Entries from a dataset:
• • • • • • •

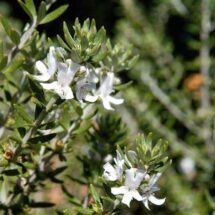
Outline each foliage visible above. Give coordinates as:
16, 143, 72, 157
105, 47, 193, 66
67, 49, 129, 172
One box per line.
116, 0, 215, 215
0, 0, 170, 215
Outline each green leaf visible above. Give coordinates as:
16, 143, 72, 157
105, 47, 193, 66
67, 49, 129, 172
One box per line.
14, 104, 33, 125
28, 77, 46, 104
95, 27, 106, 44
28, 133, 56, 144
2, 169, 20, 176
29, 201, 55, 208
18, 0, 34, 20
90, 184, 101, 203
114, 81, 133, 90
63, 22, 75, 48
3, 53, 25, 74
10, 29, 20, 45
37, 1, 46, 23
40, 5, 68, 24
0, 16, 11, 36
25, 0, 37, 17
57, 35, 70, 50
73, 121, 92, 135
0, 56, 7, 70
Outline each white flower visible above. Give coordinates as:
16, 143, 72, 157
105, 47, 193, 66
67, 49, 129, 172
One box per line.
103, 151, 124, 181
111, 168, 145, 207
40, 59, 80, 99
34, 46, 57, 81
97, 72, 124, 110
76, 66, 98, 102
180, 157, 196, 178
125, 150, 137, 168
142, 173, 166, 210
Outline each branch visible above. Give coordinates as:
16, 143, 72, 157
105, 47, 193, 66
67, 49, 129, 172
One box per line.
200, 0, 213, 154
141, 72, 206, 140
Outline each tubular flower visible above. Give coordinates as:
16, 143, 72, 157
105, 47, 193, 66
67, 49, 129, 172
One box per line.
103, 151, 124, 181
142, 173, 165, 210
34, 46, 57, 82
40, 59, 80, 99
111, 168, 145, 207
97, 72, 124, 110
76, 66, 98, 102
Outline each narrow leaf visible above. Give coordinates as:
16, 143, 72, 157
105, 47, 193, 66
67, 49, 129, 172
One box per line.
40, 5, 68, 24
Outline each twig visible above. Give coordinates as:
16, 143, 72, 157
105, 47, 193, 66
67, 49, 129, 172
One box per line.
200, 0, 213, 155
141, 72, 206, 139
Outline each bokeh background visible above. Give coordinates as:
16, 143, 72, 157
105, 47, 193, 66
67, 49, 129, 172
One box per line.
0, 0, 215, 215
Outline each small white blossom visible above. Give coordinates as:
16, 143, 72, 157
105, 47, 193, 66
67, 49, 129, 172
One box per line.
104, 154, 113, 163
142, 173, 165, 210
103, 151, 124, 181
97, 72, 124, 110
40, 59, 80, 99
34, 46, 57, 81
111, 168, 145, 207
76, 66, 97, 102
180, 157, 196, 179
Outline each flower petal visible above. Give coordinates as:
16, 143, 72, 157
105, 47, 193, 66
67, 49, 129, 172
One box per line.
103, 163, 117, 181
149, 195, 166, 205
143, 197, 150, 210
47, 46, 57, 77
99, 72, 114, 97
130, 190, 143, 201
56, 86, 74, 99
108, 96, 124, 105
125, 168, 145, 189
84, 95, 98, 102
111, 186, 128, 195
40, 81, 59, 90
122, 192, 133, 207
35, 60, 47, 74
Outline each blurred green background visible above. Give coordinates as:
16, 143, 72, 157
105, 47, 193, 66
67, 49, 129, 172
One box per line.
0, 0, 215, 215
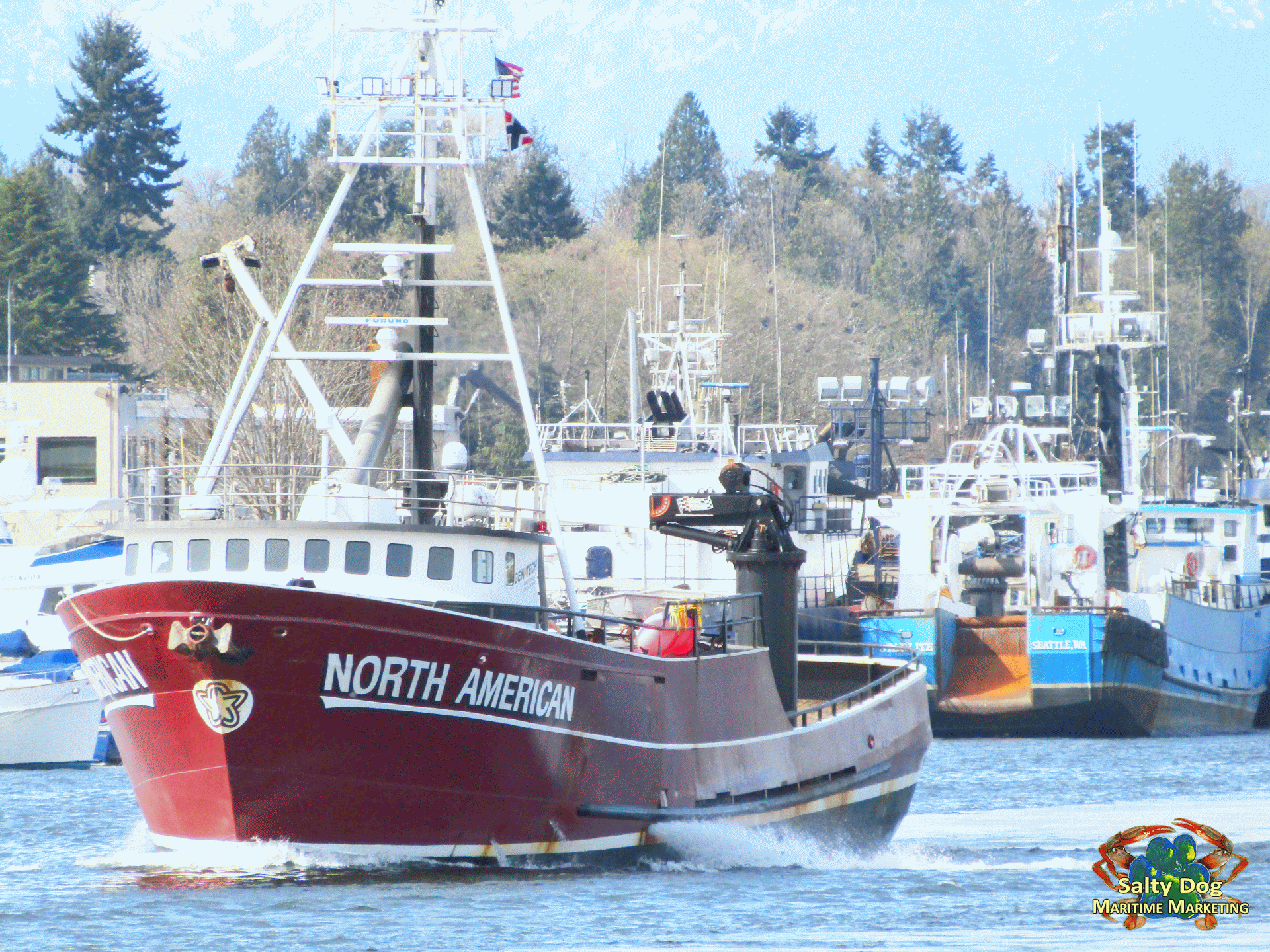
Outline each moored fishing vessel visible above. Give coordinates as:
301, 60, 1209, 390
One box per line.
843, 141, 1270, 736
57, 5, 929, 862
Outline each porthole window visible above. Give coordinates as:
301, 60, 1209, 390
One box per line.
344, 542, 371, 575
150, 542, 173, 575
185, 538, 212, 573
428, 546, 454, 581
305, 538, 330, 573
264, 538, 291, 573
225, 538, 251, 573
384, 542, 414, 579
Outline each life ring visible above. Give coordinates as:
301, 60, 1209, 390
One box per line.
634, 608, 696, 658
1076, 546, 1099, 573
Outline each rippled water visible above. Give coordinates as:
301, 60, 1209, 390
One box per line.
0, 731, 1270, 952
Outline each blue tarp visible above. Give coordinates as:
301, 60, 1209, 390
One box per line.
0, 628, 40, 658
0, 647, 79, 682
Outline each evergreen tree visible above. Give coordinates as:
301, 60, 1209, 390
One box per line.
754, 103, 837, 185
490, 149, 587, 251
0, 167, 122, 356
48, 14, 185, 257
899, 105, 965, 175
233, 105, 300, 214
1078, 122, 1150, 244
635, 91, 728, 241
860, 119, 890, 175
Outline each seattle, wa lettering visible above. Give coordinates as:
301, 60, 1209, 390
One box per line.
323, 654, 575, 721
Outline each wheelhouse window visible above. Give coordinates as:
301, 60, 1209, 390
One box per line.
36, 436, 97, 485
185, 538, 212, 573
344, 542, 371, 575
225, 538, 251, 573
384, 542, 414, 579
428, 546, 454, 581
264, 538, 291, 573
305, 538, 330, 573
150, 542, 173, 575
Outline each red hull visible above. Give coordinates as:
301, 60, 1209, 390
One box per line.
58, 581, 929, 857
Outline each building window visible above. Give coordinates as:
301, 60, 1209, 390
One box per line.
150, 542, 173, 575
185, 538, 212, 573
384, 542, 414, 579
344, 542, 371, 575
264, 538, 291, 573
225, 538, 251, 573
36, 436, 97, 485
305, 538, 330, 573
428, 546, 454, 581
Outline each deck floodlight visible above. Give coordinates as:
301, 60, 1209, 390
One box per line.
1117, 317, 1142, 340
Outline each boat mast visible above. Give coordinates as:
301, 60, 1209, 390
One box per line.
185, 0, 578, 610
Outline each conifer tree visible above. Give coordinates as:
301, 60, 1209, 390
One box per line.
635, 91, 728, 241
0, 167, 122, 356
48, 14, 185, 257
860, 119, 890, 175
233, 105, 300, 214
754, 103, 837, 185
490, 147, 587, 251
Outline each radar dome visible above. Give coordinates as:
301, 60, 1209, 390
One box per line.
441, 440, 468, 469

• • • • • • •

## [Set task]
Edit the material above so that "Outline each" becomes "Mark every" wherever it occurs, leaving everything else unchanged, and omit the pictures from your answer.

## [Response]
Mark every foliage visible above. Give coordinates as:
16, 143, 72, 157
105, 47, 193, 66
67, 49, 129, 172
One box per line.
116, 0, 215, 215
0, 0, 170, 215
Mark every green leaf visible above. Give coordinates as:
16, 143, 72, 157
105, 47, 193, 66
67, 49, 129, 172
One box per line.
14, 104, 33, 125
28, 77, 46, 104
95, 27, 106, 44
28, 133, 56, 144
2, 169, 20, 176
29, 201, 55, 208
18, 0, 34, 20
90, 184, 101, 203
114, 81, 133, 90
63, 22, 75, 48
3, 53, 25, 74
10, 29, 20, 45
37, 1, 46, 23
40, 5, 68, 24
0, 16, 11, 36
25, 0, 37, 17
57, 35, 70, 50
73, 121, 92, 135
0, 56, 7, 70
Mark every white flower visible above. Give coordinates as:
16, 143, 72, 157
105, 47, 193, 66
67, 49, 129, 172
One box per line.
103, 151, 124, 181
111, 168, 145, 207
40, 59, 80, 99
34, 46, 57, 81
97, 72, 124, 110
76, 66, 98, 102
180, 157, 196, 178
125, 150, 137, 168
142, 173, 166, 210
Mark every branch visible above. Give coordinates as:
16, 143, 72, 157
105, 47, 193, 66
67, 49, 129, 172
One box per line.
200, 0, 213, 154
141, 72, 206, 140
Mark every tubular flower visible above. Give coordinates as:
16, 143, 72, 157
105, 47, 193, 66
67, 49, 129, 172
One box per line.
103, 151, 124, 181
142, 173, 165, 210
34, 46, 57, 82
40, 59, 80, 99
111, 168, 145, 207
97, 72, 124, 110
76, 66, 98, 102
Mark every narrow leaf visible above. Give coordinates as:
16, 143, 72, 157
105, 47, 193, 66
67, 49, 129, 172
One box per line.
40, 5, 68, 24
Mark every twig visible above. Give coordinates as:
16, 143, 72, 157
105, 47, 193, 66
67, 49, 129, 172
One box per line.
200, 0, 213, 155
141, 72, 206, 139
Mark every bokeh background visible above. Give coordinates as:
16, 143, 72, 157
105, 47, 193, 66
67, 49, 129, 172
One box per line.
0, 0, 215, 215
Mark every small white blossom visible above. Give coordinates as:
16, 143, 72, 157
105, 47, 193, 66
67, 49, 129, 172
One box per line.
104, 154, 113, 163
142, 173, 165, 210
103, 151, 124, 181
97, 72, 124, 110
40, 59, 80, 99
34, 46, 57, 81
111, 168, 145, 207
76, 66, 97, 102
180, 157, 196, 179
Mark every flower petal visible above. Give coordinates as:
16, 143, 72, 157
105, 47, 193, 66
67, 49, 129, 172
One box per line.
103, 163, 117, 181
149, 195, 166, 205
143, 197, 150, 210
47, 46, 57, 77
99, 72, 114, 97
130, 190, 143, 201
56, 86, 74, 99
108, 96, 124, 105
125, 168, 145, 189
84, 95, 98, 102
111, 186, 128, 195
40, 81, 59, 90
122, 192, 133, 207
35, 60, 47, 74
Mark every blurred green background visible above. Give coordinates as:
16, 143, 72, 157
105, 47, 193, 66
67, 49, 129, 172
One box per line.
0, 0, 215, 215
Mark every moored fishing vessel visible above. Give coordinates as:
301, 60, 1209, 390
One box per line.
843, 141, 1270, 736
57, 5, 929, 862
Mark every porthole window visible above. Give coordinates as:
301, 60, 1209, 390
One box per line.
344, 542, 371, 575
150, 542, 173, 575
185, 538, 212, 573
428, 546, 454, 581
305, 538, 330, 573
264, 538, 291, 573
225, 538, 251, 573
384, 542, 414, 579
Mark every life ring visible above. Give coordinates as:
301, 60, 1209, 390
One box per line.
634, 608, 696, 658
1076, 546, 1099, 573
Mark every rippled water visible above. Give coordinates as:
301, 60, 1209, 390
One box per line.
0, 731, 1270, 952
Mark every blue tarp visible above. Give coordinates as:
301, 60, 1209, 390
One box per line.
0, 628, 40, 658
0, 647, 79, 682
Mark every evergreen tree visible above. Give coordinates as:
301, 60, 1209, 390
One box per line.
754, 103, 837, 185
490, 149, 587, 251
0, 167, 122, 356
48, 14, 185, 257
899, 105, 965, 175
233, 105, 300, 214
1078, 122, 1150, 244
635, 91, 728, 241
860, 119, 890, 175
Mark every seattle, wa lettering visible above. Give coordinates as:
301, 60, 1209, 390
One box per line.
323, 654, 575, 721
Mark every wheelhouse window visible above. Give coordinates as:
301, 60, 1209, 390
One box per line.
36, 436, 97, 485
185, 538, 212, 573
344, 542, 371, 575
225, 538, 251, 573
384, 542, 414, 579
428, 546, 454, 581
264, 538, 291, 573
305, 538, 330, 573
150, 542, 173, 575
Mark every red hull visible above. Give coordinates as:
301, 60, 1209, 390
One box per line.
58, 581, 929, 857
Mark every building window visible above. Give coordinates as:
301, 60, 1209, 390
One box per line.
150, 542, 173, 575
185, 538, 212, 573
384, 542, 414, 579
344, 542, 371, 575
264, 538, 291, 573
225, 538, 251, 573
36, 436, 97, 485
305, 538, 330, 573
428, 546, 454, 581
Mark every deck floodlight visible above. Give coordinates as:
301, 60, 1209, 390
One box per line.
1117, 317, 1142, 340
Mark every boat mast visible above. Give coordinates as:
301, 60, 1209, 390
One box per line.
185, 0, 578, 610
Mark every conifer tree visible above. Give coordinates as:
301, 60, 1209, 390
One box per line.
635, 91, 728, 241
0, 167, 122, 356
48, 14, 185, 257
860, 119, 890, 175
233, 105, 300, 214
754, 103, 837, 185
490, 147, 587, 251
Mark every radar dome visible above. Give coordinates as:
301, 60, 1209, 390
One box per line.
441, 440, 468, 469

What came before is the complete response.